- RECORD SET -

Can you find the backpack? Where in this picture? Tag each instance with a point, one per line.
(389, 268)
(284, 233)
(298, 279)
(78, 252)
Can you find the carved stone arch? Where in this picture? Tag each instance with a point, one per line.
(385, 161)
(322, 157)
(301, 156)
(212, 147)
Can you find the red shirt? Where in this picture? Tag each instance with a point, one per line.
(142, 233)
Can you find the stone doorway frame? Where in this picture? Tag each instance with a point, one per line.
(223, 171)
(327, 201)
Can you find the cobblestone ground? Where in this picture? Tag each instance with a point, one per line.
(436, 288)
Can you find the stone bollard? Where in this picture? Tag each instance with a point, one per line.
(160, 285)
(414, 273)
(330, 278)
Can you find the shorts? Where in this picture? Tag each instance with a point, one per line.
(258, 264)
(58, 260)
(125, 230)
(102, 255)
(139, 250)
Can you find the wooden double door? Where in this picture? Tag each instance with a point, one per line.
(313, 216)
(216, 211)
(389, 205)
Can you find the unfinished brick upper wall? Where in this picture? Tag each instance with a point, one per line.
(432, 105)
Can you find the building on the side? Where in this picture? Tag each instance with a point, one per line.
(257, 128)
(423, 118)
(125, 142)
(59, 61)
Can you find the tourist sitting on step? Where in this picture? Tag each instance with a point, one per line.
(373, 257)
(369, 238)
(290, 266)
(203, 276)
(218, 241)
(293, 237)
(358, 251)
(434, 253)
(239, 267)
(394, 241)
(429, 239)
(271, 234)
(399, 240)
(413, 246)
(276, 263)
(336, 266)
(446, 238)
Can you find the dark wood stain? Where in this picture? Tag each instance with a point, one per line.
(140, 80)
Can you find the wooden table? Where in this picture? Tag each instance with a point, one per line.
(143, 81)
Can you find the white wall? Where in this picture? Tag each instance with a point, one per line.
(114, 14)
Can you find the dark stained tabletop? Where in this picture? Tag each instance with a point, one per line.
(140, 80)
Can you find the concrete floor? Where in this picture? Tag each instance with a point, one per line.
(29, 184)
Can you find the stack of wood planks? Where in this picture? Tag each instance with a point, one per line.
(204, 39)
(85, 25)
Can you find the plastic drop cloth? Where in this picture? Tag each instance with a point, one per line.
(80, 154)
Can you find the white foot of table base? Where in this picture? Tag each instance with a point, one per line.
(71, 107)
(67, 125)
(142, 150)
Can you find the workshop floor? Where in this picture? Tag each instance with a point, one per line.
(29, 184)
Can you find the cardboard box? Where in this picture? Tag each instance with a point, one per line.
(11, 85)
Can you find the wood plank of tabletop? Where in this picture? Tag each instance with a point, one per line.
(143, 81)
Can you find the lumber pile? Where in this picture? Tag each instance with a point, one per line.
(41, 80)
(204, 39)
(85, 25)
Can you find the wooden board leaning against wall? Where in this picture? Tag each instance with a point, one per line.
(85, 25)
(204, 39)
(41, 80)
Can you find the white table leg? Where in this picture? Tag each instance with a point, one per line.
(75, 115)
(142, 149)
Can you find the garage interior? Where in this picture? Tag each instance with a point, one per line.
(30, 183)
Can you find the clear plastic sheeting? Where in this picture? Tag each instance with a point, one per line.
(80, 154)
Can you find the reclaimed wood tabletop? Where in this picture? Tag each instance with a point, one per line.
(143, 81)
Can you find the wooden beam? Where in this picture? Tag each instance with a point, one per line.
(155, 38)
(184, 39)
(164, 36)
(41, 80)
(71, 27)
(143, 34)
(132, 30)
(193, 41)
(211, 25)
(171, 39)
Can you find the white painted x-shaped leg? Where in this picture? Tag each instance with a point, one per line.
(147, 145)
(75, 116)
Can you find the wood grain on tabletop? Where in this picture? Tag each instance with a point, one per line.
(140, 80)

- TASK PROMPT -
Each entry in the listing is to be copied exactly.

- RESPONSE TO THE TASK -
Can you find the backpack? Where in this picture? Tag each instance with a point, one per line.
(389, 268)
(284, 233)
(298, 279)
(78, 252)
Can you find the carved stone arch? Where in this picture? Tag each instance with a point, one per line.
(385, 161)
(322, 157)
(301, 156)
(212, 147)
Can you find the red shirt? Where in this picture? Tag each instance with a point, one per line.
(142, 233)
Can you find the stone doorway frame? Where in this picture? Tag each instance with a point, one per line.
(223, 171)
(327, 201)
Can you find the cobblestone ground? Where in this picture? Tag each instance with a point, one per line.
(436, 288)
Can you find the stone bollard? Where in this picture? Tag each instance with a point, one per line.
(160, 285)
(414, 273)
(330, 278)
Can you find the shorts? Where in this picture? Tag each instance with a point, one per line.
(258, 264)
(58, 260)
(125, 230)
(102, 255)
(139, 250)
Can you find the wooden double door? Where in this picture? Tag each instance with a point, one per line.
(313, 216)
(216, 211)
(389, 205)
Can you find the unfinished brick upper wall? Where in this picture? Tag each instance with a point, one per line.
(432, 105)
Can you find the building on the side? Where in this picture? Tag each instance with a point, one per line.
(257, 128)
(423, 118)
(125, 142)
(59, 61)
Can you find the tourist sitting on step? Where in this picture? Tag each instance with a point, one per line.
(373, 257)
(369, 238)
(290, 266)
(203, 276)
(218, 241)
(293, 237)
(358, 251)
(434, 253)
(239, 267)
(394, 241)
(429, 239)
(271, 234)
(399, 240)
(413, 246)
(276, 263)
(336, 266)
(446, 238)
Can you find the dark wood stain? Where in this picture? Tag each instance with a point, one per line.
(140, 80)
Can you find the wooden table? Where in this picture? Tag each instance with a point, one per line.
(143, 81)
Can you find the white wall? Where in this picture? Tag each instance with a point, one per line.
(114, 14)
Can you find the dark stained tabletop? Where in this picture? Tag each instance with a point, one per line.
(140, 80)
Can you find the concrete floor? Where in this picture? Tag each instance with a point, one per line.
(29, 184)
Can you find the stack of wood planks? Where in this picture? Tag each instance with a point, one per line.
(204, 39)
(85, 25)
Can you find the plastic drop cloth? Where in this picture? Tag each instance with a point, one per line.
(80, 154)
Can you find the white foot of table base? Where in this picture? Tag each instance with a point, one per line.
(71, 107)
(67, 125)
(142, 150)
Can you find the workshop floor? Where in this picture? Tag each instance with a point, one per line.
(29, 184)
Can you find the cardboard box? Where in this picture? Tag each instance with a point, one per line.
(11, 85)
Can you find the wood plank of tabletop? Where in this picture? Tag each instance with a point, one per line.
(143, 81)
Can you find the lumber pile? Where in this picture? Tag each instance with a point, one per line.
(41, 80)
(204, 39)
(85, 25)
Can you find the wooden board leaning against wall? Where in this picture? Tag each instance with a point, one per line.
(85, 25)
(204, 39)
(41, 80)
Can you find the white table leg? Where in this picture? Tag each instance with a point, one per line.
(75, 115)
(142, 149)
Can you find the garage interior? Where in this picture? Tag each instance with a point, one per line.
(30, 183)
Can you find the clear plastic sheeting? Where in this picture? Tag each instance with a point, one per line.
(80, 154)
Can you find the reclaimed wood tabletop? Where in this picture? Tag each instance with a point, one per line.
(143, 81)
Can you find the wooden beam? Where in this picture? Tag each instance with a point, one per line.
(155, 38)
(184, 39)
(164, 36)
(41, 80)
(71, 27)
(143, 34)
(132, 30)
(193, 41)
(211, 25)
(171, 39)
Can you find the white painted x-shaped leg? Where in this picture? Tag each instance with a point, one per line.
(147, 145)
(75, 116)
Can you find the wood grain on tabletop? Where in this picture? Tag each instance with a point, one per line.
(140, 80)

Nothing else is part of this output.